───── EXTRACT TO READ

Post served in World War II as a lieutenant, acting major, and commandant of the transshipment centre at Terowie, South Australia, an important staging point on the overland supply route to Darwin. He relinquished command in February 1945 and was placed on the Reserve List of Officers in March.

After the war, Post continued as one of the ABC's main conductors. From 1947 to 1957 he was Associate Conductor with the Sydney Symphony Orchestra, during Sir Eugene Goossens's tenure as Chief Conductor. Post made many guest appearances with ABC orchestras across Australia. He conducted the first performance of the Tasmanian Symphony Orchestra on 25 May 1948; the soloist was the pianist Eileen Joyce.

In 1950 he went to Britain on exchange with Charles Groves, conductor of the British Broadcasting Corporation's Northern Orchestra (now the BBC Philharmonic). At his debut at the Royal Albert Hall, Post became the first Australian to conduct at a Promenade Concert; he included a piece by the Australian composer Clive Douglas. He also conducted the Hallé Orchestra and other British orchestras.

──────────

**PROBLEMS TO WORK ON**
1. Write out the passage on Post's career word for word, beginning at the words "Post served in" and stopping after the words "pianist Eileen Joyce.".
2. Decide whether each statement below agrees with the passage on Post's career, and support each yes or no with the deciding words of the passage, quoted exactly. (a) Post conducted the first performance of the Tasmanian Symphony Orchestra. (b) From 1947 to 1957 Post was Chief Conductor of the Sydney Symphony Orchestra. (c) At his Promenade Concert debut, Post included a piece by an Australian composer.
3. Give the text that follows the passage on Post's conducting career, starting after its last sentence.

───── INFORMATION PROVIDED

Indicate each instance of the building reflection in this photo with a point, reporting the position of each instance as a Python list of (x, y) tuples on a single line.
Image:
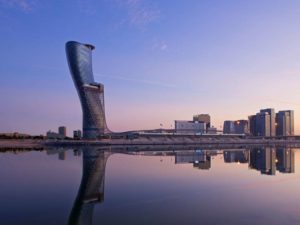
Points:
[(263, 160), (201, 159), (285, 162), (91, 190), (268, 160), (236, 156)]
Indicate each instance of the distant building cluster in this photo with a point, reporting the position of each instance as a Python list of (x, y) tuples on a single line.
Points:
[(199, 125), (265, 123), (268, 123), (265, 160), (62, 134)]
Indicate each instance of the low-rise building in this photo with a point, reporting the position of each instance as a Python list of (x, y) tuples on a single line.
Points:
[(189, 127)]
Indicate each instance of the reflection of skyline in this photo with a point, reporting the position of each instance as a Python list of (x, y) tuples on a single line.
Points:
[(91, 189), (201, 159), (266, 160)]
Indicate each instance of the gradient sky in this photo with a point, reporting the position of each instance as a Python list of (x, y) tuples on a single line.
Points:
[(159, 60)]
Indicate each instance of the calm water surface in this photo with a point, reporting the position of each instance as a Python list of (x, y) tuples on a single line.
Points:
[(92, 186)]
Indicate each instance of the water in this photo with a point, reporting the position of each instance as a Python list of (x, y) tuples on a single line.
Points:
[(157, 186)]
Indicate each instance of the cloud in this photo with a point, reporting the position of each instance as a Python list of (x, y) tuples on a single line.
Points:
[(23, 5), (139, 12)]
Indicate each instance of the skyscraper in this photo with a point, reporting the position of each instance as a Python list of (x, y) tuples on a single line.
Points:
[(228, 127), (252, 125), (285, 123), (203, 118), (91, 94), (62, 131), (263, 124), (272, 128)]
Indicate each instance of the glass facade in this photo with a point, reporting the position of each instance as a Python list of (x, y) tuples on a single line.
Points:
[(91, 94)]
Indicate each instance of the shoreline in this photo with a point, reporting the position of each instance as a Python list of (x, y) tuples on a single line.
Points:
[(146, 142)]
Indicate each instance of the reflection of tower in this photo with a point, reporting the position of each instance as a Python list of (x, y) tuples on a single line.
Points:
[(91, 94), (91, 189), (285, 160), (263, 160)]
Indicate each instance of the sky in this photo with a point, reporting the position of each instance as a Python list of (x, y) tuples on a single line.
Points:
[(159, 61)]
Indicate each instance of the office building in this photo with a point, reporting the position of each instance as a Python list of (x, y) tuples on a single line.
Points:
[(252, 125), (263, 160), (236, 127), (91, 94), (77, 134), (189, 127), (271, 124), (285, 160), (62, 131), (211, 130), (228, 127), (263, 124), (204, 118), (285, 123), (54, 135), (236, 156)]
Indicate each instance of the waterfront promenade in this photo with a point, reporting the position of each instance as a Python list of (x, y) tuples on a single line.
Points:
[(167, 140)]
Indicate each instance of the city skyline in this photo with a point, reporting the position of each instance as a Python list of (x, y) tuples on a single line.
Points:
[(158, 63)]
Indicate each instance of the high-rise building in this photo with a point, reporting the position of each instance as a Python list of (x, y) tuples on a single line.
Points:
[(62, 131), (263, 124), (91, 94), (236, 127), (228, 127), (285, 123), (241, 127), (285, 160), (205, 118), (272, 127), (189, 127), (77, 134), (252, 125)]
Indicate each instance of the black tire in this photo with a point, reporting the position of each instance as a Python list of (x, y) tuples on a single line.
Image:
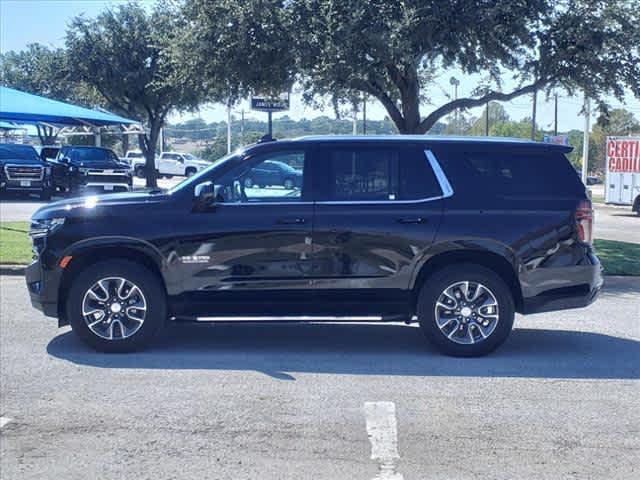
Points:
[(436, 284), (139, 171), (148, 283)]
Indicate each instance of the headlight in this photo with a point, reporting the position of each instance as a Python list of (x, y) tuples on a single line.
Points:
[(43, 228)]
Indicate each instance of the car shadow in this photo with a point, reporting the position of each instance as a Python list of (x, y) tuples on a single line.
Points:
[(282, 350)]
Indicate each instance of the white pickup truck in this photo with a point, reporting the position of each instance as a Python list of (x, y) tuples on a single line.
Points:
[(168, 164)]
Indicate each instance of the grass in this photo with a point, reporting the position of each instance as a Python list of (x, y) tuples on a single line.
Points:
[(618, 258), (15, 246)]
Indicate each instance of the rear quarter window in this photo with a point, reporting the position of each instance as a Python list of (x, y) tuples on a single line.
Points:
[(510, 173)]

──────────

**ANSWERS GIVEN**
1.
Post served in World War II as a lieutenant, acting major, and commandant of the transshipment centre at Terowie, South Australia, an important staging point on the overland supply route to Darwin. He relinquished command in February 1945 and was placed on the Reserve List of Officers in March.

After the war, Post continued as one of the ABC's main conductors. From 1947 to 1957 he was Associate Conductor with the Sydney Symphony Orchestra, during Sir Eugene Goossens's tenure as Chief Conductor. Post made many guest appearances with ABC orchestras across Australia. He conducted the first performance of the Tasmanian Symphony Orchestra on 25 May 1948; the soloist was the pianist Eileen Joyce.

2.
(a) Yes: "He conducted the first performance of the Tasmanian Symphony Orchestra on 25 May 1948".
(b) No: "From 1947 to 1957 he was Associate Conductor with the Sydney Symphony Orchestra, during Sir Eugene Goossens's tenure as Chief Conductor".
(c) Yes: "he included a piece by the Australian composer Clive Douglas".

3.
Despite such successes, Post's career with the ABC was marred by disappointment. In 1945 he had submitted a proposal to the ABC to establish the Victorian Symphony Orchestra on a full-time basis, but he was twice overlooked for the position of principal conductor. He made no secret of his chagrin when he was not appointed director of music in 1957. Throughout his long tenure with the ABC, he never relinquished his involvement with his first love, opera. He was musical director (1947–54) of Gertrude Johnson's National Theatre Movement and principal conductor (from 1949) for its opera. In addition, Post also conducted seasons with the New South Wales National Opera in Sydney, and joint seasons of the combined opera companies in 1952. Granted leave from the ABC, he was appointed Musical Director of the Australian Elizabethan Theatre Trust (now Opera Australia) in 1955. He conducted the trust's first opera production, Mozart’s The Marriage of Figaro, in 1956, but resigned next year to return to the ABC as assistant director of music.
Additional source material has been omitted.